What needs to be done
Reproduce the lines word for word, starting at the beginning of the lines and ending at the line containing "[284,131,338,325]", with both ends included. Leave the pictures out of your answer.

Dataset rows
══════════════════════════════

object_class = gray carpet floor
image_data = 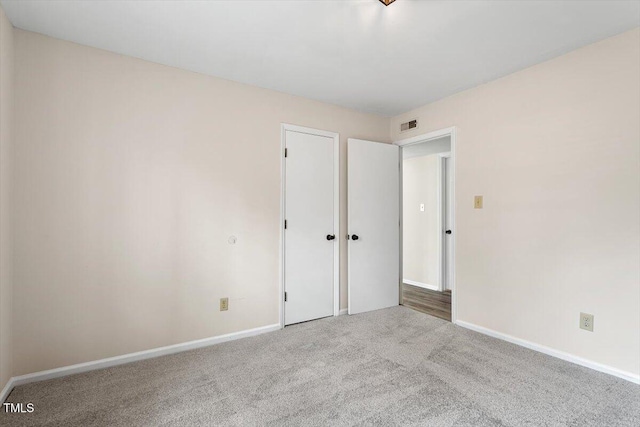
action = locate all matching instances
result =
[0,307,640,427]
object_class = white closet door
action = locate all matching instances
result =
[284,131,338,325]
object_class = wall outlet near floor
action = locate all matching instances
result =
[580,313,593,332]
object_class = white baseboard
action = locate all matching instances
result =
[456,320,640,384]
[402,279,440,291]
[0,324,281,403]
[0,378,15,403]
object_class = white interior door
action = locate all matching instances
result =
[284,130,338,325]
[347,139,400,314]
[443,157,453,290]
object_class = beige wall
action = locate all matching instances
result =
[402,154,442,287]
[14,30,389,375]
[391,29,640,375]
[0,7,13,390]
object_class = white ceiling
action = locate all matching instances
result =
[0,0,640,116]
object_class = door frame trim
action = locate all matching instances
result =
[278,123,341,328]
[393,126,458,324]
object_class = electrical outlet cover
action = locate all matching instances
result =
[580,313,593,332]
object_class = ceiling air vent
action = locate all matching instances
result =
[400,119,418,132]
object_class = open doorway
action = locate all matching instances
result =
[396,129,455,321]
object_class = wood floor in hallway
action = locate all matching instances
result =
[402,283,451,322]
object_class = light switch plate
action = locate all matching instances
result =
[473,196,483,209]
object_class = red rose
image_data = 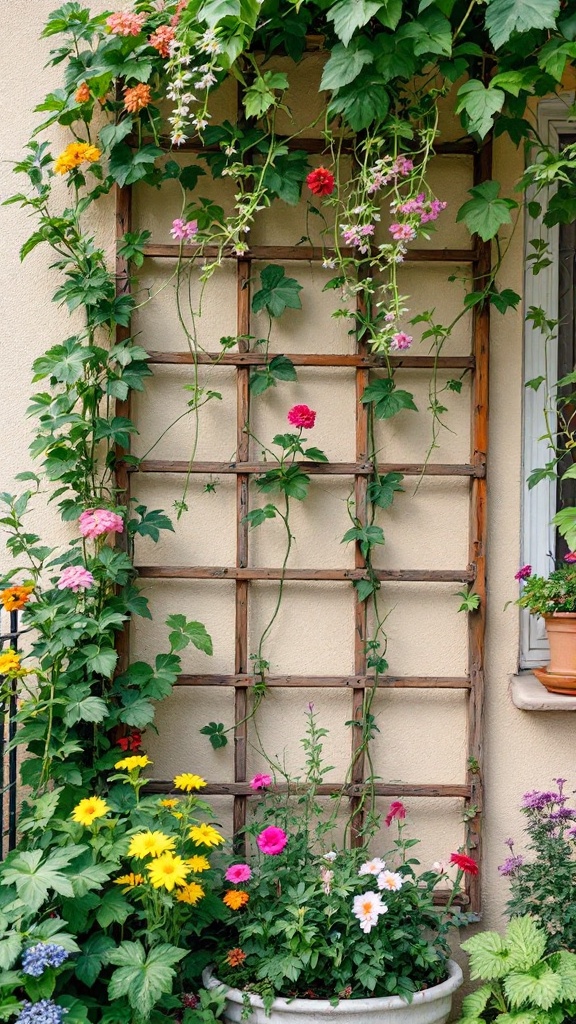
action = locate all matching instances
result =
[306,167,334,196]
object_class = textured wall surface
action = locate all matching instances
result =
[0,0,574,966]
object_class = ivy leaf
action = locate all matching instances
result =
[456,181,518,242]
[323,0,384,47]
[252,263,302,316]
[456,79,506,138]
[486,0,560,50]
[320,40,374,89]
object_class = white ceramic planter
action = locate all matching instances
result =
[203,961,462,1024]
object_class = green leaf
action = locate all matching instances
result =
[456,181,518,242]
[252,263,302,316]
[486,0,560,50]
[456,79,500,138]
[322,0,384,46]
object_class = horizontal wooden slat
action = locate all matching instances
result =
[136,565,475,583]
[176,674,470,690]
[148,351,475,370]
[143,243,477,263]
[129,459,486,477]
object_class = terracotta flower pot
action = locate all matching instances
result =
[203,961,462,1024]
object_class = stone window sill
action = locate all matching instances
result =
[510,672,576,711]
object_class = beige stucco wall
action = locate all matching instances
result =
[0,0,576,978]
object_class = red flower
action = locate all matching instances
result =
[306,167,334,196]
[450,853,478,874]
[384,800,406,825]
[288,406,316,430]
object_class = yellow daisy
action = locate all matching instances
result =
[187,854,210,874]
[147,853,190,892]
[128,828,176,859]
[189,822,224,846]
[174,771,207,793]
[72,797,110,826]
[114,754,153,771]
[176,882,204,906]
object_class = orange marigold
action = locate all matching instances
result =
[0,587,34,611]
[124,82,152,114]
[227,946,246,967]
[74,82,90,103]
[222,889,250,910]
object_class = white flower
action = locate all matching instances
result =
[358,857,386,874]
[353,892,387,934]
[376,871,404,893]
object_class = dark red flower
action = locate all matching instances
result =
[384,800,406,825]
[306,167,334,196]
[450,853,478,874]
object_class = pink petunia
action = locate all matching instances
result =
[256,825,288,857]
[78,509,124,541]
[224,864,252,885]
[250,772,272,791]
[288,406,316,430]
[56,565,94,594]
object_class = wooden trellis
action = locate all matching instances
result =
[117,139,492,911]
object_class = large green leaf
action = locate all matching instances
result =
[486,0,560,49]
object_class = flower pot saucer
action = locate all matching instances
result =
[532,666,576,697]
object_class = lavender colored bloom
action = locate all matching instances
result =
[16,999,68,1024]
[22,942,70,978]
[498,854,524,874]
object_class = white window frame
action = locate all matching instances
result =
[520,92,576,669]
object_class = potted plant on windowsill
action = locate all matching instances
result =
[204,709,471,1024]
[517,552,576,695]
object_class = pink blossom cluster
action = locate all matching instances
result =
[106,10,146,36]
[170,217,198,242]
[78,509,124,541]
[56,565,94,594]
[340,224,374,253]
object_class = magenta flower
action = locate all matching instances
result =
[250,772,272,790]
[256,825,288,857]
[515,565,532,580]
[224,864,252,885]
[288,406,316,430]
[78,509,124,541]
[56,565,94,594]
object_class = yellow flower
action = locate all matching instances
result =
[147,853,190,892]
[187,854,210,874]
[176,882,204,906]
[114,754,153,771]
[114,871,146,893]
[174,771,206,793]
[54,142,101,174]
[128,828,176,860]
[72,797,110,826]
[189,823,224,846]
[222,889,250,910]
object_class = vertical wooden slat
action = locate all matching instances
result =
[466,139,492,913]
[234,259,251,835]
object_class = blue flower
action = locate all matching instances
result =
[22,942,70,978]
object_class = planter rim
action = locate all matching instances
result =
[202,958,461,1016]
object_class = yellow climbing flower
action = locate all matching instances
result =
[174,771,207,793]
[176,882,204,906]
[189,823,224,846]
[128,828,176,860]
[147,853,190,892]
[72,797,110,826]
[187,854,210,874]
[114,754,154,771]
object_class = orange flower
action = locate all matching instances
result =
[74,82,90,103]
[222,889,250,910]
[0,587,34,611]
[124,82,152,114]
[227,946,246,967]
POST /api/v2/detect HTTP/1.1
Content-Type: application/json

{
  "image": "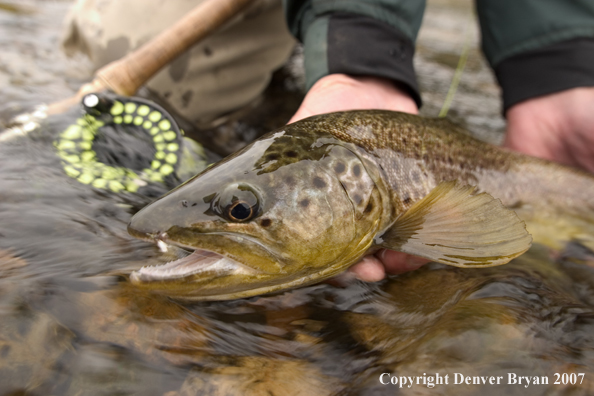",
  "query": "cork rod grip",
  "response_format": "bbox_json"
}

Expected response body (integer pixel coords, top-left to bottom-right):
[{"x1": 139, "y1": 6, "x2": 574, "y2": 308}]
[{"x1": 96, "y1": 0, "x2": 253, "y2": 96}]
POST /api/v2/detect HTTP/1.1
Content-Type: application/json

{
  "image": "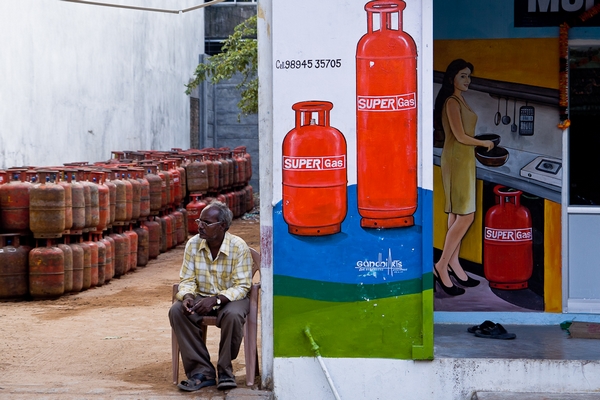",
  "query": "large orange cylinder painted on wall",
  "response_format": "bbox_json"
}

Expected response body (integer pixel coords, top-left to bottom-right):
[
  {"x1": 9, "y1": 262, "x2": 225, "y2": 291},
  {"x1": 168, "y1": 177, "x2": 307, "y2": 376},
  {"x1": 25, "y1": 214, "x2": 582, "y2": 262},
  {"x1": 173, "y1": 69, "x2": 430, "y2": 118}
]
[
  {"x1": 282, "y1": 101, "x2": 348, "y2": 236},
  {"x1": 356, "y1": 0, "x2": 417, "y2": 228},
  {"x1": 483, "y1": 185, "x2": 533, "y2": 290}
]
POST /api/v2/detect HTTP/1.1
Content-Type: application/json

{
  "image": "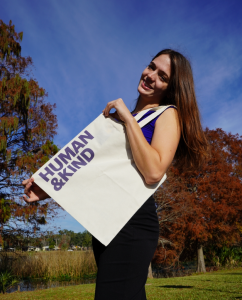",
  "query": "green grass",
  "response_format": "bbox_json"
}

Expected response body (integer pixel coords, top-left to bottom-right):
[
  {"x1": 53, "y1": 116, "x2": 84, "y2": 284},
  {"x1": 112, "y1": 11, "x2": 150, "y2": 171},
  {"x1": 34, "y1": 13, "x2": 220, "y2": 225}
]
[{"x1": 0, "y1": 268, "x2": 242, "y2": 300}]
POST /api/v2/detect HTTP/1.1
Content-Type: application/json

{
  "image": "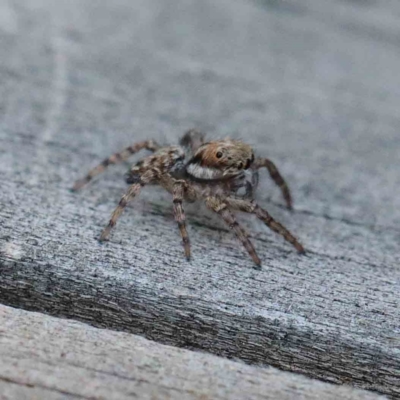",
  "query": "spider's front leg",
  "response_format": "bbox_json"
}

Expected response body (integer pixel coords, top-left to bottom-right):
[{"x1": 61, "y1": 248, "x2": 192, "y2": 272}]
[
  {"x1": 72, "y1": 140, "x2": 160, "y2": 192},
  {"x1": 252, "y1": 158, "x2": 293, "y2": 210},
  {"x1": 99, "y1": 169, "x2": 158, "y2": 242},
  {"x1": 206, "y1": 197, "x2": 261, "y2": 267},
  {"x1": 224, "y1": 197, "x2": 305, "y2": 254}
]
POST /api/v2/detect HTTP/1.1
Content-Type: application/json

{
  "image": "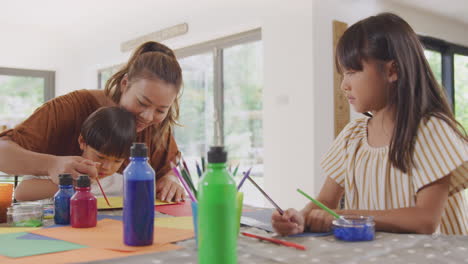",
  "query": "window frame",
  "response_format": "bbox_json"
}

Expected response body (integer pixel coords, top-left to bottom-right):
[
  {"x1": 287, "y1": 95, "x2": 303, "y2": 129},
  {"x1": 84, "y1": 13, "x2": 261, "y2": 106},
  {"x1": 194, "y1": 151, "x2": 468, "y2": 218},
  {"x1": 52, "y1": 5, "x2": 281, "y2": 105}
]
[
  {"x1": 419, "y1": 35, "x2": 468, "y2": 110},
  {"x1": 174, "y1": 28, "x2": 262, "y2": 145},
  {"x1": 0, "y1": 67, "x2": 55, "y2": 103}
]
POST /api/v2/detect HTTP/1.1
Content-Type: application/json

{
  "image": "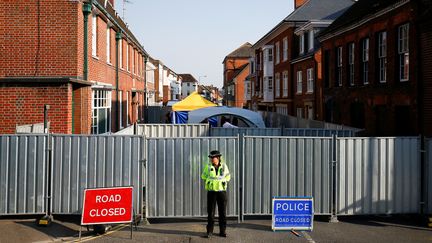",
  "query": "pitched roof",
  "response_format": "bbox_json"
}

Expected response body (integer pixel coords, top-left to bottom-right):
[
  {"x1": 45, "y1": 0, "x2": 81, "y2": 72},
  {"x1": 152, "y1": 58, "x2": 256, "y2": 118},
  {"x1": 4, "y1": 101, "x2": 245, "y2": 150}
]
[
  {"x1": 229, "y1": 63, "x2": 249, "y2": 82},
  {"x1": 320, "y1": 0, "x2": 404, "y2": 36},
  {"x1": 225, "y1": 42, "x2": 252, "y2": 59},
  {"x1": 284, "y1": 0, "x2": 354, "y2": 22},
  {"x1": 179, "y1": 73, "x2": 198, "y2": 83}
]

══════════════════════════════

The output
object_class = gray carpet floor
image_data = 
action = locate all matching instances
result =
[0,307,640,427]
object_class = white closet door
action = locate all matching instances
result =
[284,131,338,325]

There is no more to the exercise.